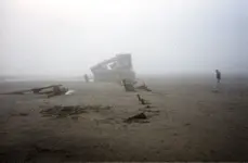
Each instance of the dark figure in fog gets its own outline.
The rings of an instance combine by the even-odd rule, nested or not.
[[[219,84],[221,82],[221,72],[219,70],[216,70],[217,74],[217,83]]]
[[[89,83],[89,77],[87,74],[84,75],[84,80],[86,80],[86,83]]]

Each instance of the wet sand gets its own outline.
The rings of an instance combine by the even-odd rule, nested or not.
[[[0,96],[0,162],[248,161],[248,79],[148,77],[153,90],[126,92],[117,84],[0,83],[1,92],[63,84],[74,95]],[[151,104],[139,103],[140,93]],[[54,105],[102,105],[43,116]],[[145,112],[145,122],[125,123]]]

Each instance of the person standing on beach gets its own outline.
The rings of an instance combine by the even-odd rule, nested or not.
[[[86,83],[89,83],[89,76],[87,74],[84,74],[84,80]]]
[[[219,84],[221,82],[221,72],[219,70],[216,70],[217,75],[217,83]]]

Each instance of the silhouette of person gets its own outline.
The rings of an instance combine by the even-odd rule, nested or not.
[[[89,83],[89,77],[87,74],[84,75],[84,80],[86,80],[86,83]]]
[[[219,84],[221,82],[221,72],[219,70],[216,70],[217,75],[217,83]]]

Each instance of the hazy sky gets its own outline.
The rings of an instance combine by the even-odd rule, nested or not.
[[[0,74],[248,72],[247,0],[0,0]]]

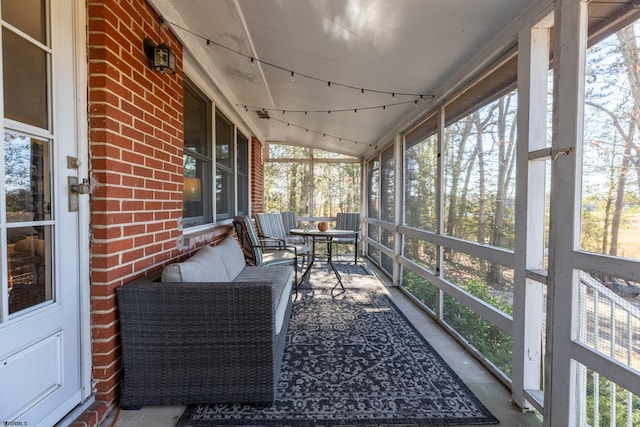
⁂
Output every line of the records above as a JSON list of strings, one string per line, with blank lines and the pictures left out.

[
  "Each instance of the dark figure in fog gets its own outline.",
  "The rings of an instance combine by the even-odd rule, nested or not.",
  "[[[219,84],[221,82],[221,72],[219,70],[216,70],[217,74],[217,83]]]",
  "[[[89,83],[89,77],[87,74],[84,75],[84,80],[86,80],[86,83]]]",
  "Each instance of the wet sand gets its own outline.",
  "The rings of an instance combine by the even-odd rule, nested or not.",
  "[[[0,96],[0,162],[248,161],[248,79],[148,77],[153,90],[126,92],[117,84],[0,83],[1,92],[63,84],[74,95]],[[151,104],[139,103],[140,93]],[[54,105],[102,105],[43,116]],[[145,112],[145,122],[125,123]]]",
  "Each instance of the person standing on beach gets its own outline.",
  "The rings of an instance combine by the even-odd rule, nested or not.",
  "[[[86,83],[89,83],[89,76],[87,74],[84,74],[84,80]]]",
  "[[[219,84],[221,82],[221,72],[219,70],[216,70],[217,75],[217,83]]]",
  "Each instance of the silhouette of person gets its own outline.",
  "The rings of an instance combine by the even-odd rule, nested or not.",
  "[[[89,83],[89,77],[87,74],[84,75],[84,80],[86,80],[86,83]]]",
  "[[[219,84],[221,82],[221,72],[219,70],[216,70],[217,75],[217,83]]]",
  "Each instance of the hazy sky gets its own outline.",
  "The rings of an instance combine by the even-odd rule, nested or not.",
  "[[[0,74],[248,72],[247,0],[0,0]]]"
]